RECORDS FOR THE EXERCISE:
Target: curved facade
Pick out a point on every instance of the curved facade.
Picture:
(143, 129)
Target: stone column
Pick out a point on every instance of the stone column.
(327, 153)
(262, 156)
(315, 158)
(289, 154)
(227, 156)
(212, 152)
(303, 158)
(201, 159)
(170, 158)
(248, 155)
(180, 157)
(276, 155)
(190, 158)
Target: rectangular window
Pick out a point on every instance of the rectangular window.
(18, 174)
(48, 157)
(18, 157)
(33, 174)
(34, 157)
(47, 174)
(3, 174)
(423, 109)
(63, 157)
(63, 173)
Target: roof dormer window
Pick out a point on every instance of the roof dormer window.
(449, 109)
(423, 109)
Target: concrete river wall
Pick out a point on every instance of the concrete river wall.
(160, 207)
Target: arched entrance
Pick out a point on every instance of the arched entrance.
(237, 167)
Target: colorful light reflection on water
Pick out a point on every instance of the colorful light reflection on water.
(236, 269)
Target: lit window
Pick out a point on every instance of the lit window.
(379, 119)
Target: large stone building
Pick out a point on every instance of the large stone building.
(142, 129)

TASK PROMPT:
Restate precisely, and with nothing added, the lines from the one with "Pick out a point on every instance of the stone" through the final line of the material.

EXERCISE RESPONSE:
Pick out a point on every instance of the stone column.
(327, 153)
(262, 156)
(315, 158)
(289, 154)
(227, 156)
(212, 152)
(303, 158)
(201, 159)
(170, 158)
(248, 155)
(180, 157)
(276, 155)
(190, 158)
Target: rectangular window
Pick out a point on every instance of the rectangular window.
(18, 174)
(48, 157)
(18, 157)
(33, 174)
(34, 157)
(47, 174)
(3, 174)
(423, 109)
(63, 157)
(63, 173)
Target: roof dormer window
Pick out a point on every instance of the roof dormer window.
(449, 109)
(423, 109)
Target: concrete river wall
Pick out a point on every instance of the concrete river wall.
(160, 207)
Target: arched entrance
Pick out a point on every instance of the arched entrance.
(237, 167)
Target: colorful light reflection on water
Pick out a point on every instance of the colorful light reflection on water.
(236, 269)
Target: lit window
Pick out a point on every instance of the lit window.
(379, 119)
Target: large stone building
Pick out a point on every instance of the large stone building.
(142, 129)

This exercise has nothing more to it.